Задания:
(1) Ответьте на вопросы по исходному тексту:
(a) Что горит?
(b) Чего автор письма всегда чуждался?
(c) Какое время указано в начале последнего абзаца?
(2) Определите, соответствуют ли утверждения исходному тексту, и подтвердите каждый ответ точной цитатой.
(a) Маленькая картинка появилась на столе лишь недавно.
(b) Автор письма не может обойтись без лирики.
(c) Автор письма знает, здорова ли адресат.
(3) Перепишите без изменений фрагмент исходного текста между словами «Я тебе не наскучил, детка?» и «нежно ласкать тебя.», включая их самих.

Исходный текст:
Я сладко плачу. Горит камин. Смотришь совсюду — Ты. И маленькая — за чаем, с мамой, — первая твоя — моя картинка! Всегда на столе, с самого того дня, как пришла ко мне издалёка, «закрытая», но сердце мое _и_г_р_а_л_о, — помню. И стала раскрываться, живой цветок! Ныне — совсем раскрылась… Боже, как ослепительно! Ольга, знаю — откуда Ты! Вышла из творческих томлений, созданая и мной, и — Жизнью. Я ждал тебя, ты в подсознательном дремала… — и вот, _р_о_ж_д_е_н_и_е! — нет, это не песни сердца, не нежное ласканье словом, — это живая правда, это биение сердца, — тобой биение, мое живое Счастье! мое _ж_и_в_о_е_ _Н_е_б_о! Господи, благодарю за милость твою мне, за Олю, посланную Тобой! Оля моя, отшедшая! Благодарю тебя за твои молитвы — ты _е_е_ вымолила у Господа, — пусть в любование только… издалёка… — этот, мне, тихий свет! радость мою, последнюю, — ярче всех радостей на земле.
Я тебе не наскучил, детка? Лирики я всегда чуждался, _л_и_ч_н_о_й. И не могу вот — без лирики, без пения: душа поет. Слишком на сердце много, хочется нежно думать, нежно ласкать тебя.
11 ч. — весь о тебе, в тебе. Тебя _с_л_ы_ш_у… и трепещу, здорова ли ты, больна… — не знаю. Будь же здорова, девочка! Осветись, озарись, свет мой немеркнущий, Олё-ля! Весь в непонятной дрожи… так о тебе тоскую, — новые, неизведанные чувства, — и боль, и задыхаюсь от волнения. Милая, будь здорова. Целую, всю, всю тебя, все в тебе.

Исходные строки
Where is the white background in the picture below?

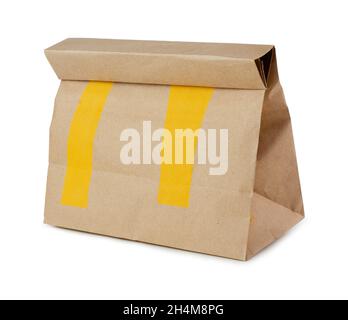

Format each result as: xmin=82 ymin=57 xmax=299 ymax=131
xmin=0 ymin=0 xmax=348 ymax=299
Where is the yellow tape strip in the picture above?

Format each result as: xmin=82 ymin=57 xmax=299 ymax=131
xmin=61 ymin=82 xmax=112 ymax=208
xmin=158 ymin=86 xmax=214 ymax=208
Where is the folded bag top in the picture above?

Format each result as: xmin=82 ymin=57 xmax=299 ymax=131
xmin=45 ymin=39 xmax=304 ymax=260
xmin=46 ymin=39 xmax=274 ymax=89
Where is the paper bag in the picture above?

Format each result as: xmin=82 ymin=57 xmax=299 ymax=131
xmin=45 ymin=39 xmax=304 ymax=260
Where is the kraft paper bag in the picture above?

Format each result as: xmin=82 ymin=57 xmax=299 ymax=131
xmin=45 ymin=39 xmax=304 ymax=260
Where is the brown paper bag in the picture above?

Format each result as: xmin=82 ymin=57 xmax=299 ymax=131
xmin=45 ymin=39 xmax=304 ymax=260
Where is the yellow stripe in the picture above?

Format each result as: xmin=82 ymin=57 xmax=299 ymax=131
xmin=61 ymin=82 xmax=112 ymax=208
xmin=158 ymin=86 xmax=214 ymax=208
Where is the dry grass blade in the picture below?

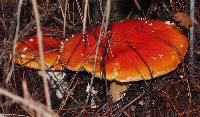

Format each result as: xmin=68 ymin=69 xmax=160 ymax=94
xmin=0 ymin=88 xmax=57 ymax=117
xmin=6 ymin=0 xmax=23 ymax=82
xmin=32 ymin=0 xmax=51 ymax=110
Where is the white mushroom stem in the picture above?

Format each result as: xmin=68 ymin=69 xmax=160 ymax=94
xmin=110 ymin=81 xmax=128 ymax=102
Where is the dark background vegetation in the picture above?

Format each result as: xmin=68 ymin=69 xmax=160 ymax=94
xmin=0 ymin=0 xmax=200 ymax=117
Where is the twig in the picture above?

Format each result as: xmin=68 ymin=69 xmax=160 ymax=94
xmin=31 ymin=0 xmax=51 ymax=110
xmin=82 ymin=0 xmax=88 ymax=35
xmin=6 ymin=0 xmax=23 ymax=82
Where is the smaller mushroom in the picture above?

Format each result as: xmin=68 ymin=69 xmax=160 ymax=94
xmin=15 ymin=37 xmax=62 ymax=71
xmin=15 ymin=37 xmax=67 ymax=98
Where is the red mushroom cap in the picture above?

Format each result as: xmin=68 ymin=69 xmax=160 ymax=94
xmin=61 ymin=19 xmax=188 ymax=82
xmin=15 ymin=37 xmax=62 ymax=70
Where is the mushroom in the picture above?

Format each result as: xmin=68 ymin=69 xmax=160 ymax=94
xmin=15 ymin=37 xmax=66 ymax=98
xmin=61 ymin=19 xmax=188 ymax=82
xmin=15 ymin=37 xmax=62 ymax=71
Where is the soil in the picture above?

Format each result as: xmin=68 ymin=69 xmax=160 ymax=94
xmin=0 ymin=0 xmax=200 ymax=117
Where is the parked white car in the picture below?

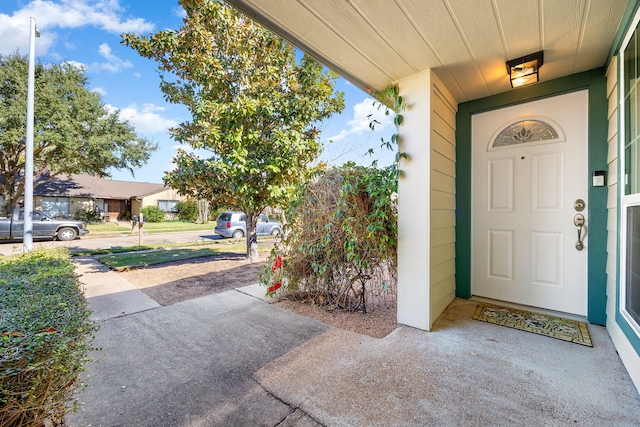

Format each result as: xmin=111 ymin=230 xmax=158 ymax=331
xmin=214 ymin=212 xmax=282 ymax=239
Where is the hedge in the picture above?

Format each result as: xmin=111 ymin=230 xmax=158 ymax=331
xmin=0 ymin=249 xmax=97 ymax=426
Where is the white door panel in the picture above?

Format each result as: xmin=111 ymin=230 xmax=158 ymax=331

Ответы к заданиям:
(1)
(a) Камин.
(b) Личной лирики.
(c) 11 часов.

(2)
(a) Нет: «Всегда на столе, с самого того дня, как пришла ко мне издалёка».
(b) Да: «И не могу вот — без лирики, без пения: душа поет».
(c) Нет: «здорова ли ты, больна… — не знаю».

(3)
Я тебе не наскучил, детка? Лирики я всегда чуждался, _л_и_ч_н_о_й. И не могу вот — без лирики, без пения: душа поет. Слишком на сердце много, хочется нежно думать, нежно ласкать тебя.